• [Text for analysis]:
--------------------------------

Initially, companies distilled their own models. But more recently, some are alledged to have begun distilling based on outputs from competitors’ models, such as GPT-4 and GPT-4o. Instead of training on internet text, they train a smaller model to mimic the answers given by a leading model via API calls. This drastically reduces training costs.
OpenAI argues this practice violates its Terms of Use, claiming it constitutes replication of proprietary behavior. The company has accused foreign labs of using OpenAI APIs to mass-query and distill GPT-4.
The better LLM developers argue for fair use in training, however, the more they weaken their position against distillation.
The Fair Use Paradox
Many of the arguments used to defend training on copyrighted works also apply to distillation:
| Argument / Principle | Training on Copyrighted Works | Distillation from Another Model |
|---|---|---|
| Transformative use | Produces new statistical representations from text | Produces a new model based on statistical patterns with distinct weights and behavior |
| No verbatim reproduction | Rarely outputs source text word-for-word | Rarely mirrors teacher output verbatim |
| Human-learning analogy | Learns from text like a person internalizing ideas | Learns from responses like a student imitating a tutor |
| Diffuse, non-deterministic influence | No one document controls model behavior | No one output governs the student model |
| Not a market substitute | Doesn’t replace the original article | Doesn’t copy internal weights or architecture |
| Copyright doesn’t cover statistical mappings | Learned parameters aren’t expressive works | Student weights are learned independently |
| No unauthorized access or hacking | Scraping public data is legally gray but common | Uses official, rate-limited API without breaching security |
This raises difficult questions:
- If OpenAI can train on New York Times articles posted online, can others train on ChatGPT answers posted online?
- If scraping web content is fair use, is scraping model outputs fair use?
- If it’s legal to learn from human-generated text, why not machine-generated text?
- What happens when most online content is machine-generated? At that point, training and distillation become indistinguishable.
- What if distillation is performed via an intermediary (a researcher who publishes ChatGPT responses, not for thier own training purposes)?
- Is the % of model output that comes from distillation vs. original training a relevant factor?
Terms of Service
What is clear is that distillation using OpenAI’s API violates Terms of Service, and companies can enforce their policies through:
- Rate limits
- Abuse detection
- API key revocation
- Geo-blocking
- Monitoring prompt patterns
However, these are contractual protections, not copyright or intellectual property protections. This means they carry less legal weight. And the heavier the enforcement becomes, the more publishers are emboldened to leverage their own Terms of Service against the very AI companies training on their content.
What Now?
The modern LLM ecosystem is built on the premise that training on publicly available data is fair use. But that same logic, applied consistently, appears to justify distillation as well.
Courts may soon be forced to choose:
- If training is allowed but distillation is not, they must articulate a line the technology itself doesn’t clearly draw and answer the questions we posed earlier.
- If distillation is allowed, companies will need to compete through better offerings (tooling, architecture, memory, research, personalization, and UX) rather than exclusive data access.
- If training is not allowed, many existing AI models face existential legal risk, and innovation may consolidate into a handful of licensed, highly regulated incumbents.
A lot is at stake for AI companies and publishers. However, this increasingly impacts the global economy as well. AI has become a core driver of GDP growth, suggesting that these courtroom battles will become unavoidable.

--------------------------------

• [Entries shown]:
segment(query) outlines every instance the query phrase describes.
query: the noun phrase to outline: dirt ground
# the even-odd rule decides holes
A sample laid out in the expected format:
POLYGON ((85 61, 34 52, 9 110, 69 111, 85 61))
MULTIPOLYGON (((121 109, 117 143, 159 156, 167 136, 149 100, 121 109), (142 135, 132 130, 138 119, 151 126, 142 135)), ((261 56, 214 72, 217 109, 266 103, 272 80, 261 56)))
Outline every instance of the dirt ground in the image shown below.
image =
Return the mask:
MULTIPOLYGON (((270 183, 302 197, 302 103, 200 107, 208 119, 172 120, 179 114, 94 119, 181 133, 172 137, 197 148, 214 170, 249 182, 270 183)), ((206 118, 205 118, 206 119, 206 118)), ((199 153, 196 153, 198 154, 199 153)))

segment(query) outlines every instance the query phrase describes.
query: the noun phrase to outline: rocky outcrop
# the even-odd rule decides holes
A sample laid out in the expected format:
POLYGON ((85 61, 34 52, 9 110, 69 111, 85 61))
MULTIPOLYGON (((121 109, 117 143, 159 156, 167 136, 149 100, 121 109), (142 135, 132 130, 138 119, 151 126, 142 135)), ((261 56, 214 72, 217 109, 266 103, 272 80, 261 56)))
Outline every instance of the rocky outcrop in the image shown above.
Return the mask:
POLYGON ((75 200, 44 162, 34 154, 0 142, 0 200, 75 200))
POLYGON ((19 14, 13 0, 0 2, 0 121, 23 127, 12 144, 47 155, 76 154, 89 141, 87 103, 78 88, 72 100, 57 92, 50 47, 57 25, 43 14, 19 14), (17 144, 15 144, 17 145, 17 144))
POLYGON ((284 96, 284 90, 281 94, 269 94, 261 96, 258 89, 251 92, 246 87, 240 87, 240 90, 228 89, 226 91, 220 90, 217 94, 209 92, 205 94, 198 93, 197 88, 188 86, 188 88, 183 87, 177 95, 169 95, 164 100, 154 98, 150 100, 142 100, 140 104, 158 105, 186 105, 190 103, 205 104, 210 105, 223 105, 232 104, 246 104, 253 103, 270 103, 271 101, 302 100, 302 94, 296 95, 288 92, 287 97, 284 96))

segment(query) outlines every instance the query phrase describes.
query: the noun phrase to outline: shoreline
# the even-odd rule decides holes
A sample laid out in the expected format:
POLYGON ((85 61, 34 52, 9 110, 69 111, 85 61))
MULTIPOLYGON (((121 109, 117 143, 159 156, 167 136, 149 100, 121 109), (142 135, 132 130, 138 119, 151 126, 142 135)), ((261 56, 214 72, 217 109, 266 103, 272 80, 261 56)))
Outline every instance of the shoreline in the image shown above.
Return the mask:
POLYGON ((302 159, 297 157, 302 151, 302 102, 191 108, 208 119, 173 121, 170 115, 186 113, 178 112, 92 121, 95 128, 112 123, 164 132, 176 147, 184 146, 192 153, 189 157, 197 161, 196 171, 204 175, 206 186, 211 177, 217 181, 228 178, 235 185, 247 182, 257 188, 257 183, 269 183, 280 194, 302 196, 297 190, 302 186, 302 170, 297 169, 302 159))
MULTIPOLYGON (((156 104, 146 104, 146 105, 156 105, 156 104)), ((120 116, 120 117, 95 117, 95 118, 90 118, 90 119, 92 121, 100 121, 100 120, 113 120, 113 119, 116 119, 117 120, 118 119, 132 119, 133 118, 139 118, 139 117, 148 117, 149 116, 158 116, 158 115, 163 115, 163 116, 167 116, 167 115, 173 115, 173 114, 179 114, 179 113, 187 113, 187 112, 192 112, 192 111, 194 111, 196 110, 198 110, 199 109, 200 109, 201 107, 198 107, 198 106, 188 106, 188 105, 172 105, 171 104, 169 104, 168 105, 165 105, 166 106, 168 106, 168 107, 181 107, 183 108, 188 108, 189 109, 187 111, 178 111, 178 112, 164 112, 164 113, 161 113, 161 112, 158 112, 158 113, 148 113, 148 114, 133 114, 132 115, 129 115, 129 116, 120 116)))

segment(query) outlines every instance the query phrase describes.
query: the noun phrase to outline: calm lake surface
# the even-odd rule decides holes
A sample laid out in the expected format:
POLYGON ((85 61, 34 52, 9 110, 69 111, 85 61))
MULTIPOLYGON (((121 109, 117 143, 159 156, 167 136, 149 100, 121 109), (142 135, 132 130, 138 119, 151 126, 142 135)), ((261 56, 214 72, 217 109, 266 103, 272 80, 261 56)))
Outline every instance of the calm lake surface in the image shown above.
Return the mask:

--------------------------------

• [Problem 1]: From the article on model distillation, extract the stretch from "Courts may soon" through "will become unavoidable.".
• [Problem 2]: In the article on model distillation, what does OpenAI claim that distilling from its models constitutes?

• [Exercise result 1]:
Courts may soon be forced to choose:
- If training is allowed but distillation is not, they must articulate a line the technology itself doesn’t clearly draw and answer the questions we posed earlier.
- If distillation is allowed, companies will need to compete through better offerings (tooling, architecture, memory, research, personalization, and UX) rather than exclusive data access.
- If training is not allowed, many existing AI models face existential legal risk, and innovation may consolidate into a handful of licensed, highly regulated incumbents.
A lot is at stake for AI companies and publishers. However, this increasingly impacts the global economy as well. AI has become a core driver of GDP growth, suggesting that these courtroom battles will become unavoidable.

• [Exercise result 2]: Replication of proprietary behavior.